◆ **Given passage**

Two small details here:

We are using the short type, because Java Card Classic uses a 16-bit virtual machine. Computations on boolean, byte and short are performed on 16-bit values. So, we may as well use all the bits.
I have reversed the test, because of an inherent flaw of the C language, inherited by Java. The value false is 0, and the value true is anything else. If anything goes wrong in a computation (intentionally or not), a false turns into a true. With an explicit test on an explicit true value, this flaw disappears.

Finally, what I have done here is not actually very efficient against observation attacks. We will see that it will be useful for other things. And also, this is an public introductory tutorial, and the really efficient countermeasures are neither obvious nor public.

Perturbation attacks

Perturbation attacks are always an issue, as soon as you are doing something with your chip, like running code or using data. No process is inherently safe from these attacks. In addition, few countermeasures are possible, and suicide (of the application, or of the card) often happens to be the only thing that an application can do. We will see that even this requires a significant effort. But before that, the application needs to be able to detect that it is actually being attacked; without detection, nothing can happen. Two levels of mechanisms are available for detection:

Hardware detectors. All modern chips include detectors for the most commonly used attacks (glitch, light, etc.). These detectors are monitoring the attacks themselves, or their direct effect on the silicon.The good news for Java developers is that they don't have to worry about this part, which is taken care of by the underlying system. The bad news is that these detectors cannot be perfected, so attackers can circumvent them.
Integrity checks and redundancy. That part is under the direct responsibility of the Java Card developer. The idea is here to detect the effect of a perturbation. The good news is that integrity checks do work if they are well written. The bad news is that they introduce redundancy in the application, which can be very/too costly for a Java Card application.

When thinking about adding integrity protections to a Java Card application, one has to think about the possible perturbation attacks, and to decide against which potential attacks to defend. Here is a non-exhaustive list of potential effects of good perturbation attacks:

Making the chip believe that a value read from EEPROM is 0.

[Dataset excerpts on pointing at objects]
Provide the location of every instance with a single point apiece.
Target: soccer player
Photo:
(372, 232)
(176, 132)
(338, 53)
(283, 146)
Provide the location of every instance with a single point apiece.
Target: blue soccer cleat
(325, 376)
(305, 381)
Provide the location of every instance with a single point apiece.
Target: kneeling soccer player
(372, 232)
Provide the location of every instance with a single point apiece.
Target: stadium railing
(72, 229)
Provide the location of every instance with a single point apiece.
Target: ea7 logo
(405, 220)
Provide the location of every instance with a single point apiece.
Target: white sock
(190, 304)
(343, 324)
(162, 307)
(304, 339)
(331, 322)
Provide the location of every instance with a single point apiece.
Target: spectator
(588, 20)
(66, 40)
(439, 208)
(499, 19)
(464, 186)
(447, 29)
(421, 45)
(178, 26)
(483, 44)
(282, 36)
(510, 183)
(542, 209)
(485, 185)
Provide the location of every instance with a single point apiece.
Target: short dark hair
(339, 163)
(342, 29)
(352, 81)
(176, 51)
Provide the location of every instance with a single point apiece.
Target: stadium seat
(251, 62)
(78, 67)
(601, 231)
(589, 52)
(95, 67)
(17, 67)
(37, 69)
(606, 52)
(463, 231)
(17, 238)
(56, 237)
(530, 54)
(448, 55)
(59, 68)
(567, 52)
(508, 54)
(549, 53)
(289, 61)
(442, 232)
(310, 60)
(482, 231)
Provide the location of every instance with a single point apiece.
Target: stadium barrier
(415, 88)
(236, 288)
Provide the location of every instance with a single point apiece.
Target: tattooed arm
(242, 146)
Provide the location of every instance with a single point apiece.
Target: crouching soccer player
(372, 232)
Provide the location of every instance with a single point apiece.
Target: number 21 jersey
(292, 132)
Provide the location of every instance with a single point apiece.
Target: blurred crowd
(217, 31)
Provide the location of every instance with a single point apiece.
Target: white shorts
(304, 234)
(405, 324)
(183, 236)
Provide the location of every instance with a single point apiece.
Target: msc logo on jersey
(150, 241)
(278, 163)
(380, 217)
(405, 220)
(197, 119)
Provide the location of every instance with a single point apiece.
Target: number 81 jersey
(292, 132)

◆ **Stated goal**
Print the passage on Java Card attacks again in full, word for word. These lines have no connection to the passage on Java Card attacks.

◆ **Complete output**
Two small details here:

We are using the short type, because Java Card Classic uses a 16-bit virtual machine. Computations on boolean, byte and short are performed on 16-bit values. So, we may as well use all the bits.
I have reversed the test, because of an inherent flaw of the C language, inherited by Java. The value false is 0, and the value true is anything else. If anything goes wrong in a computation (intentionally or not), a false turns into a true. With an explicit test on an explicit true value, this flaw disappears.

Finally, what I have done here is not actually very efficient against observation attacks. We will see that it will be useful for other things. And also, this is an public introductory tutorial, and the really efficient countermeasures are neither obvious nor public.

Perturbation attacks

Perturbation attacks are always an issue, as soon as you are doing something with your chip, like running code or using data. No process is inherently safe from these attacks. In addition, few countermeasures are possible, and suicide (of the application, or of the card) often happens to be the only thing that an application can do. We will see that even this requires a significant effort. But before that, the application needs to be able to detect that it is actually being attacked; without detection, nothing can happen. Two levels of mechanisms are available for detection:

Hardware detectors. All modern chips include detectors for the most commonly used attacks (glitch, light, etc.). These detectors are monitoring the attacks themselves, or their direct effect on the silicon.The good news for Java developers is that they don't have to worry about this part, which is taken care of by the underlying system. The bad news is that these detectors cannot be perfected, so attackers can circumvent them.
Integrity checks and redundancy. That part is under the direct responsibility of the Java Card developer. The idea is here to detect the effect of a perturbation. The good news is that integrity checks do work if they are well written. The bad news is that they introduce redundancy in the application, which can be very/too costly for a Java Card application.

When thinking about adding integrity protections to a Java Card application, one has to think about the possible perturbation attacks, and to decide against which potential attacks to defend. Here is a non-exhaustive list of potential effects of good perturbation attacks:

Making the chip believe that a value read from EEPROM is 0.